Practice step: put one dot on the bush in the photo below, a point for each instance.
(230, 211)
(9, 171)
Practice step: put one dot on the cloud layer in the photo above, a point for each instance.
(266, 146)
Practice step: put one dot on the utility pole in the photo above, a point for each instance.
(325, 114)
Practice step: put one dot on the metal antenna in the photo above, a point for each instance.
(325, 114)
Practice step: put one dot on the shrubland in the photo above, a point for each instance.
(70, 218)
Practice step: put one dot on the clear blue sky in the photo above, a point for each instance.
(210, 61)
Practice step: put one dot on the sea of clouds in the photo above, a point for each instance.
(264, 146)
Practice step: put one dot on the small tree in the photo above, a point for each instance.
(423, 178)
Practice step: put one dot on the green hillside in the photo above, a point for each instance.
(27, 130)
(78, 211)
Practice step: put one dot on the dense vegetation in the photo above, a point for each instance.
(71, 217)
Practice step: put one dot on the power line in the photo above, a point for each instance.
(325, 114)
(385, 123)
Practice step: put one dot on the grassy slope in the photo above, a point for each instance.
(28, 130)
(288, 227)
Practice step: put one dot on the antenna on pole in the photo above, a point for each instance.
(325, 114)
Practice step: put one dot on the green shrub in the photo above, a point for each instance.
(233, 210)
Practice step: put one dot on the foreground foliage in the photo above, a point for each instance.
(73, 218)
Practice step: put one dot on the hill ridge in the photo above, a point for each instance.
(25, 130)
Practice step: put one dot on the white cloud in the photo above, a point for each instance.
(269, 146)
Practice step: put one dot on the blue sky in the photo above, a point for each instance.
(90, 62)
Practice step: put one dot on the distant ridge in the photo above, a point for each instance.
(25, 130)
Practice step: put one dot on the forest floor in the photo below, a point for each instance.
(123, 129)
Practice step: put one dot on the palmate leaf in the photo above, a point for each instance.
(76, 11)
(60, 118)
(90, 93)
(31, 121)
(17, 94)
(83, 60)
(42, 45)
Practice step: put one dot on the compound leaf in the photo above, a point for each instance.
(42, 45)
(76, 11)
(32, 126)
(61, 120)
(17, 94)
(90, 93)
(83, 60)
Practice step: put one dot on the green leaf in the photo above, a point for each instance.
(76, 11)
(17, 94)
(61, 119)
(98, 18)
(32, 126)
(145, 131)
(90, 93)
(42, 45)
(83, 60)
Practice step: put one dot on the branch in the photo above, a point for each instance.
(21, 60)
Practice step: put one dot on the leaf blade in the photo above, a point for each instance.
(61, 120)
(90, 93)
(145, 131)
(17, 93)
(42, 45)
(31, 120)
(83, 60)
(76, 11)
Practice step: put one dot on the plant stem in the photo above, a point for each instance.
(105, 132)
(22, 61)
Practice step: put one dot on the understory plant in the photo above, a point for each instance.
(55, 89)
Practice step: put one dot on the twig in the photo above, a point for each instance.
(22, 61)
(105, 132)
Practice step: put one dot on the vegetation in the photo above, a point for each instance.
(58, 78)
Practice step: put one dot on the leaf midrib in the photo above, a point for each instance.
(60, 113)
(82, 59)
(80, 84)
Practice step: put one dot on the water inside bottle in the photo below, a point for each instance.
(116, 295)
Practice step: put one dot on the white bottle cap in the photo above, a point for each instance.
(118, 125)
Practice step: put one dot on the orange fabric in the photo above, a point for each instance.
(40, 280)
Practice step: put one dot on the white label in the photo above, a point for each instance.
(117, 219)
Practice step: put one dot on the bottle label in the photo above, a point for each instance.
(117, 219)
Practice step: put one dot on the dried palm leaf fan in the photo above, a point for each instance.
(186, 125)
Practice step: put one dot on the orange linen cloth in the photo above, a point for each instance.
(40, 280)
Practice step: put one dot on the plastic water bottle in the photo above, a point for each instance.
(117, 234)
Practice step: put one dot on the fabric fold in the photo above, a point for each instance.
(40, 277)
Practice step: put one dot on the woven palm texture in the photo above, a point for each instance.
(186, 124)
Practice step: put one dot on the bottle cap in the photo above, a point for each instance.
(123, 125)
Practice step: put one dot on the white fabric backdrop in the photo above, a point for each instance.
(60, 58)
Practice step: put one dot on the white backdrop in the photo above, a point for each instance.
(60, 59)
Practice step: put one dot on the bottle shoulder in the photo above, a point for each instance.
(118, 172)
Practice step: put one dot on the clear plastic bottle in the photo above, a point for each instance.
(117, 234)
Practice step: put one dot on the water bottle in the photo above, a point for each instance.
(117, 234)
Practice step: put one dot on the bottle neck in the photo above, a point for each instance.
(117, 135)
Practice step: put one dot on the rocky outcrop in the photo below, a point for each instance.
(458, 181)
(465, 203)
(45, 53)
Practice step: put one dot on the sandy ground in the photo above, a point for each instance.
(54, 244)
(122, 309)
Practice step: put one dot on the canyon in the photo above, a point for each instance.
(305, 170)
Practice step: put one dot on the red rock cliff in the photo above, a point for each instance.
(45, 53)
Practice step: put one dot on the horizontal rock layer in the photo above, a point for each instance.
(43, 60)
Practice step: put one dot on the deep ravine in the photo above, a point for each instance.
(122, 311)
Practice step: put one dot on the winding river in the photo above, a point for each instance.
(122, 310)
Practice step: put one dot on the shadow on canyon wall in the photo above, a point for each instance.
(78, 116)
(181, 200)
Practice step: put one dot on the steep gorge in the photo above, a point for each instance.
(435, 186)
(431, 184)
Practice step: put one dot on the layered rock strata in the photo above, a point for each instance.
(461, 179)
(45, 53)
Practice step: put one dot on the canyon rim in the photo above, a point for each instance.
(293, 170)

TASK REQUIREMENTS: Give back everything from the line containing "Practice step: put one dot on the plastic" down to the end of the material, swapping "canyon" for "valley" and leaving the rest unchanged.

COMPLETE ANSWER:
Practice step: put one dot on the plastic water bottle in the photo above, a point for each instance.
(117, 234)
Practice step: put one dot on the fabric fold in the photo above, a point for each instance.
(40, 277)
Practice step: put one dot on the woven palm texture in the photo above, a point for each instance.
(186, 124)
Practice step: put one dot on the bottle cap in the photo above, a point for each instance.
(123, 125)
Practice step: put one dot on the white fabric backdrop in the photo above, a point for each instance.
(60, 58)
Practice step: put one dot on the white backdrop in the photo above, a point for each instance.
(60, 59)
Practice step: put one dot on the bottle shoulder in the photo above, a point for each instance.
(118, 172)
Practice step: put one dot on the clear plastic bottle in the photo above, a point for each instance.
(117, 234)
Practice step: put one dot on the water bottle in the photo above, a point for each instance.
(117, 234)
Practice step: put one dot on the bottle neck in the photo above, a point for each instance.
(117, 135)
Practice step: put one dot on the rocky outcrop in the photo below, a point for each instance.
(458, 181)
(465, 203)
(45, 53)
Practice step: put one dot on the sandy ground in the photo above, a point for each instance.
(54, 244)
(122, 309)
Practice step: put one dot on the valley in the photo above, a point for each instance.
(305, 170)
Practice step: put one dot on the red rock cliff in the photo above, a point for each instance.
(45, 53)
Practice step: put one dot on the horizontal rock layer in the photo above, a point for each instance.
(43, 60)
Practice step: put one dot on the deep ravine in the photo above, a point for each instance.
(122, 311)
Practice step: put one dot on the winding river in the photo above, a point for each instance.
(122, 310)
Practice step: put one dot on the shadow on valley wall in the photo above, a point for each instance.
(78, 116)
(181, 200)
Practice step: put one dot on the steep gorge in the photo above, a point for each instance.
(435, 186)
(431, 184)
Practice step: put one dot on the layered rock strata in the photo above, a point for each instance.
(461, 179)
(45, 53)
Practice step: put one dot on the valley rim in the photo above, a point for each instance.
(293, 170)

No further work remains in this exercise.